[Stored dataset items]
◇ ◇ ◇

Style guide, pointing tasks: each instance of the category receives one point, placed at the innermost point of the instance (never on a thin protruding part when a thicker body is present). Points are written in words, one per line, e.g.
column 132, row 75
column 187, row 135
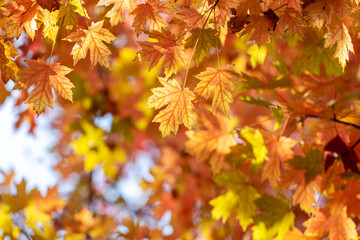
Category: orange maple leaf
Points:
column 259, row 26
column 339, row 226
column 338, row 34
column 117, row 12
column 251, row 6
column 347, row 198
column 92, row 39
column 150, row 11
column 295, row 4
column 213, row 142
column 178, row 106
column 44, row 77
column 318, row 13
column 166, row 46
column 280, row 150
column 292, row 19
column 221, row 82
column 22, row 14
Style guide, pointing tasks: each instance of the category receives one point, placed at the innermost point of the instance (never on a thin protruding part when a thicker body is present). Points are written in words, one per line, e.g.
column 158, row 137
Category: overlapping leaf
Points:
column 213, row 142
column 239, row 198
column 167, row 47
column 92, row 39
column 221, row 82
column 200, row 39
column 150, row 12
column 178, row 104
column 68, row 10
column 117, row 12
column 45, row 77
column 8, row 67
column 338, row 34
column 338, row 226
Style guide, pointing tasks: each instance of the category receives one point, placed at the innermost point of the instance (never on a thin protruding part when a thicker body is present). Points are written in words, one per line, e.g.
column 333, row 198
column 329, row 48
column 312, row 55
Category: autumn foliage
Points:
column 248, row 111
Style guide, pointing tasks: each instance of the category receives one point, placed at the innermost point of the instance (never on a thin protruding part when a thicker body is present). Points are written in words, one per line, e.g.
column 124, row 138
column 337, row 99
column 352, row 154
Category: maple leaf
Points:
column 49, row 5
column 117, row 12
column 92, row 145
column 179, row 107
column 240, row 196
column 347, row 198
column 304, row 194
column 338, row 34
column 200, row 39
column 22, row 13
column 254, row 138
column 21, row 199
column 312, row 163
column 338, row 226
column 221, row 82
column 68, row 10
column 347, row 154
column 166, row 47
column 295, row 4
column 291, row 19
column 50, row 27
column 92, row 39
column 150, row 11
column 279, row 152
column 274, row 218
column 191, row 17
column 44, row 77
column 318, row 13
column 8, row 67
column 259, row 28
column 251, row 6
column 213, row 142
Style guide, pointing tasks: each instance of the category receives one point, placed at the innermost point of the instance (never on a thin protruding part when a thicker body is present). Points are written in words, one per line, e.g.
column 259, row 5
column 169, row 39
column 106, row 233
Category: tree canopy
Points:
column 248, row 111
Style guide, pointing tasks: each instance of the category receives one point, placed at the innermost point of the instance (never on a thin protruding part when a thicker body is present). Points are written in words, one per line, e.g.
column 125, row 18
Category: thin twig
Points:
column 334, row 119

◇ ◇ ◇

■ EXERCISE AIM
Go through the entries and filter for lines holding the word "leaf"; copy each match.

■ REPLY TO THE TASK
Category: orange maple leaf
Category: overlapping leaf
Category: maple leaf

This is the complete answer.